Data to process.
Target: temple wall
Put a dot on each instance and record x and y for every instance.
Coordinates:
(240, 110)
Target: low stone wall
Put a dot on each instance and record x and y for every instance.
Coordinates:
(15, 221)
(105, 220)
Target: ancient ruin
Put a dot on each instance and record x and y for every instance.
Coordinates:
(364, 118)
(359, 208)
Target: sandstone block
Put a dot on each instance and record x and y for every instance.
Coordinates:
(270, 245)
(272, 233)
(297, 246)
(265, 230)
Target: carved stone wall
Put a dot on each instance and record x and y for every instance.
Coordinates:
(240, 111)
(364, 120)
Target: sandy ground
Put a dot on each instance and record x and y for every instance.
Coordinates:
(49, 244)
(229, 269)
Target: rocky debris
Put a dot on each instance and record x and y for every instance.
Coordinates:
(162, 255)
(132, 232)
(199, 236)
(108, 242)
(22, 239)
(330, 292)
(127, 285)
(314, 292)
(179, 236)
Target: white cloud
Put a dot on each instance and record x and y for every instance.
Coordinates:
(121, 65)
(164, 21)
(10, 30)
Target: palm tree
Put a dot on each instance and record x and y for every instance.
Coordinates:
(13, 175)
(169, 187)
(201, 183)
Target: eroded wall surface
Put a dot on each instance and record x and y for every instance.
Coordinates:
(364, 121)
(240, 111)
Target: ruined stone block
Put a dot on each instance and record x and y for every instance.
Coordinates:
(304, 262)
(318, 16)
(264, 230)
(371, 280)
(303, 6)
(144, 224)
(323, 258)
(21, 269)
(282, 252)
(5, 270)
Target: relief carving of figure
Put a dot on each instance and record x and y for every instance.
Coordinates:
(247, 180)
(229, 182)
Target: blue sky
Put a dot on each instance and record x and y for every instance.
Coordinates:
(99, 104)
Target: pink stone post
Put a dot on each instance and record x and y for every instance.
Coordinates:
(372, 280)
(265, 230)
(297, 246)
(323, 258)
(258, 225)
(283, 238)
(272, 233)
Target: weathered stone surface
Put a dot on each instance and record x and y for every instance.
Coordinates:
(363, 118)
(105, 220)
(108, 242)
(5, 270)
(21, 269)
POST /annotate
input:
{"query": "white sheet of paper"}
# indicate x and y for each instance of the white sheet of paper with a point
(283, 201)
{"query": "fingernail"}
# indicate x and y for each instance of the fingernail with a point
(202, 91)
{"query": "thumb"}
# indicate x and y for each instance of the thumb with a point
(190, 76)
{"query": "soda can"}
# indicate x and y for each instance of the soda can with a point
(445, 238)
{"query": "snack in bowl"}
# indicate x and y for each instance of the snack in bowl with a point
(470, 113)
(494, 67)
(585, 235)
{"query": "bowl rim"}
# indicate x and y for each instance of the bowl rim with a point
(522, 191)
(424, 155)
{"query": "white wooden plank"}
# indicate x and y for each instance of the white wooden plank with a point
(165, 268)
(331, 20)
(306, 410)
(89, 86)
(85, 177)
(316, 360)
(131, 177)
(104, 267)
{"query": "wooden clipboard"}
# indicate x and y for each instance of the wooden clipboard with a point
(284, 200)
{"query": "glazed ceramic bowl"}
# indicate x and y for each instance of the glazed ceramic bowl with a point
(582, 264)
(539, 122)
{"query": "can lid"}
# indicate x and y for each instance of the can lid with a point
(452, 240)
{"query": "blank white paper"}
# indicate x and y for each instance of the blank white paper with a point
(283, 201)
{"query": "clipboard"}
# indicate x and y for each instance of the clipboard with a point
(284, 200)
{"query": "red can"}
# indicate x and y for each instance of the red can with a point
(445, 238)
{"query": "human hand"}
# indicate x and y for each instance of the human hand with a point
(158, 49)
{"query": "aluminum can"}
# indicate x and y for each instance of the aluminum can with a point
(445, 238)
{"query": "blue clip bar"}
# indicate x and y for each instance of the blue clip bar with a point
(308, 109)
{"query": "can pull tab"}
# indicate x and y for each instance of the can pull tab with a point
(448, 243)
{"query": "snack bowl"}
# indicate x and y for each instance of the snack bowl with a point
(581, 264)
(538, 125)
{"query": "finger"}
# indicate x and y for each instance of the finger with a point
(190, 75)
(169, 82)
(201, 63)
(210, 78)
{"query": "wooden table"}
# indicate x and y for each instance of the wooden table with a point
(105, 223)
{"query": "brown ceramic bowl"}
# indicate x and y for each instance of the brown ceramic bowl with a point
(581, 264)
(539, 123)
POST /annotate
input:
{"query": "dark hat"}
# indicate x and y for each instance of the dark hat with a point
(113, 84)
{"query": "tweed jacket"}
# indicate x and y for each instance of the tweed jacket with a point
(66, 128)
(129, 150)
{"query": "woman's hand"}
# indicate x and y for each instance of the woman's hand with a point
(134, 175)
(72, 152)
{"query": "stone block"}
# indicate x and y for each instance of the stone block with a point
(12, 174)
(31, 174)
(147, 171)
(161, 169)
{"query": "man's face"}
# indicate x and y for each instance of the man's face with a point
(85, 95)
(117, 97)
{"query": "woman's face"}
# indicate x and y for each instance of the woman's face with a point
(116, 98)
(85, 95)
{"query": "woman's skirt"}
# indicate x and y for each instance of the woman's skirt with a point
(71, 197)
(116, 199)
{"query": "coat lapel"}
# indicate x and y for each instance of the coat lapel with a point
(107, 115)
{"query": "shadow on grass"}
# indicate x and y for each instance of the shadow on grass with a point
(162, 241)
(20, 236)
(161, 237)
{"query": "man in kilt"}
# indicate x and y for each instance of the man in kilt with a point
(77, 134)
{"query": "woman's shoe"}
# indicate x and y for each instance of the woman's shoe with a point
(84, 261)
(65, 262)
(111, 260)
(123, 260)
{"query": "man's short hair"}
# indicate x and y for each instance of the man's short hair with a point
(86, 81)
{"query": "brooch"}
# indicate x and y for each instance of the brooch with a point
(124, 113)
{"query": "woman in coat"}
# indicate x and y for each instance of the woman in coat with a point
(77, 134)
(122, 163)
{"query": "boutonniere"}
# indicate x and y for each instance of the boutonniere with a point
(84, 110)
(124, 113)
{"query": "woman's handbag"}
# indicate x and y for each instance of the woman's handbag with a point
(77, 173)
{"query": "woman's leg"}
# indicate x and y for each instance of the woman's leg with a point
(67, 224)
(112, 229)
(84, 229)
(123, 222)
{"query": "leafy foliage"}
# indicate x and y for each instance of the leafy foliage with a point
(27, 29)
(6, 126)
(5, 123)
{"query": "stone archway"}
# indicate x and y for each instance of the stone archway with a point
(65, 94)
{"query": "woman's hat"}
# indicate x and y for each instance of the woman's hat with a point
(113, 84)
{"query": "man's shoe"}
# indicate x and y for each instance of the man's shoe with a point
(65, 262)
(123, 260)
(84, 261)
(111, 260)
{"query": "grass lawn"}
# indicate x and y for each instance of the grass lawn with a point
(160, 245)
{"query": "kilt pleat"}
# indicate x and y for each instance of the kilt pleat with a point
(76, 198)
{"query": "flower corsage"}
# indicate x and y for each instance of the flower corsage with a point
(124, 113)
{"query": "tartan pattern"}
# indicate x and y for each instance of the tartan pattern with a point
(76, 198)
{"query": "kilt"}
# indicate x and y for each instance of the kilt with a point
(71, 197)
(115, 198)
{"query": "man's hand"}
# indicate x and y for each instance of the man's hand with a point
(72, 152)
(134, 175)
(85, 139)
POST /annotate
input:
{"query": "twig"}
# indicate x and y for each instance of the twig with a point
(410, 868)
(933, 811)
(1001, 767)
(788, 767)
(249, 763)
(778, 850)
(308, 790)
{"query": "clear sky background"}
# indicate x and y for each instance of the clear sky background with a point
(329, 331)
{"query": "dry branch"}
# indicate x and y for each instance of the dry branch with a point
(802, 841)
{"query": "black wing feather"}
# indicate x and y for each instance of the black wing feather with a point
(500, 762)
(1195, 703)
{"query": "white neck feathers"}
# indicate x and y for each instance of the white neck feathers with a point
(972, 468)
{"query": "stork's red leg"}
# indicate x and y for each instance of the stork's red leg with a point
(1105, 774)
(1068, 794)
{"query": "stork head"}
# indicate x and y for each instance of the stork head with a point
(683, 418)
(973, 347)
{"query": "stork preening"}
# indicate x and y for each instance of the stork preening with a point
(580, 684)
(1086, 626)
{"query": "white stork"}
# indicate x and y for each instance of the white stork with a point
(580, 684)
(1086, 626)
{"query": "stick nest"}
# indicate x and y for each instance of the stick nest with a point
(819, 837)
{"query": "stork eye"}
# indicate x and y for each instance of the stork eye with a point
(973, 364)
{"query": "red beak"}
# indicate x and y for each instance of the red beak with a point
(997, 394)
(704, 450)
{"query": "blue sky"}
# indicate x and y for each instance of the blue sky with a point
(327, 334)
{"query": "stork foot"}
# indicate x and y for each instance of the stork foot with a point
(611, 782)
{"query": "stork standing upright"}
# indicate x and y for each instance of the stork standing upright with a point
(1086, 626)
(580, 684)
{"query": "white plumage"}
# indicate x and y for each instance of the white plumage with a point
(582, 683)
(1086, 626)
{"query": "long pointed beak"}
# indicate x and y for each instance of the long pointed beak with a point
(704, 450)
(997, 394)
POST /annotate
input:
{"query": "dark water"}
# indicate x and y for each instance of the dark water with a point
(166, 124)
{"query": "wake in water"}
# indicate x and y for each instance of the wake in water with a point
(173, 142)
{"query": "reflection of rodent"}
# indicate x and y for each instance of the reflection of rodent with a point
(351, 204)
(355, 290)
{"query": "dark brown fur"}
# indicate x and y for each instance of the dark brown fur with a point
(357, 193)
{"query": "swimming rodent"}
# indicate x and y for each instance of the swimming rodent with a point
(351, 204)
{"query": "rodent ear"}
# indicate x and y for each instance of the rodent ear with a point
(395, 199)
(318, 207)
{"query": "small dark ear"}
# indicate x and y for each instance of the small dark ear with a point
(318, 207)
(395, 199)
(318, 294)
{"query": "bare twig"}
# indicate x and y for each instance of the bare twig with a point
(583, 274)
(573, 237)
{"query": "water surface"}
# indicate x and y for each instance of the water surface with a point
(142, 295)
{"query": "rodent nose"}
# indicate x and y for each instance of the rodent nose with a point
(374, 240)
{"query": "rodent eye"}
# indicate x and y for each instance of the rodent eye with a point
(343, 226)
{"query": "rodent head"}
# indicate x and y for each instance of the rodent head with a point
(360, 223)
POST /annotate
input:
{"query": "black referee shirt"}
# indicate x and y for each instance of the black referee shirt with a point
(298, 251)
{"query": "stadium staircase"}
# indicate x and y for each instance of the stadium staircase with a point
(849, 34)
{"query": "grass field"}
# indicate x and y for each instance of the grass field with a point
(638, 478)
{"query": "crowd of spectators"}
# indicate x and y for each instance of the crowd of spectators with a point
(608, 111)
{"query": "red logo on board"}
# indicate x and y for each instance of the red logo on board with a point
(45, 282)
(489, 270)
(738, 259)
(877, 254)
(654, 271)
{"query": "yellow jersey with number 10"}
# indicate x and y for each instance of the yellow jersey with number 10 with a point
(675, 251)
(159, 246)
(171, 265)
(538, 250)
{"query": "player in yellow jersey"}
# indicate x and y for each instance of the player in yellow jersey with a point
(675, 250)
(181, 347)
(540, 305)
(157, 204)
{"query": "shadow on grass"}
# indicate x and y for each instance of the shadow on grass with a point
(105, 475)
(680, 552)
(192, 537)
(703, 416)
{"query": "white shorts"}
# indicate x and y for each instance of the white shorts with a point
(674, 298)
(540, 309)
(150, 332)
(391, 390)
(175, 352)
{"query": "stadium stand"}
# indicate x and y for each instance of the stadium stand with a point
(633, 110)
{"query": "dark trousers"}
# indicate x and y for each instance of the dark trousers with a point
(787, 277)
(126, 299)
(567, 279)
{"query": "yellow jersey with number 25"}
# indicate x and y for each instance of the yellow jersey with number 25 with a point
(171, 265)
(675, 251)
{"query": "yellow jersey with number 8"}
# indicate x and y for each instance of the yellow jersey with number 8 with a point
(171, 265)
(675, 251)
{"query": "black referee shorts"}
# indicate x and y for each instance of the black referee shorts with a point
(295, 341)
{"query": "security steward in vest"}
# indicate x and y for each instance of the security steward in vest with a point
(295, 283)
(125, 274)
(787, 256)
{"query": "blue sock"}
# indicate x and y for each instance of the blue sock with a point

What is being asked. Return each line above where the word "wall" shows up.

Output of the task.
Target: temple wall
Target: low stone wall
Target: carved stone wall
Target: eroded wall surface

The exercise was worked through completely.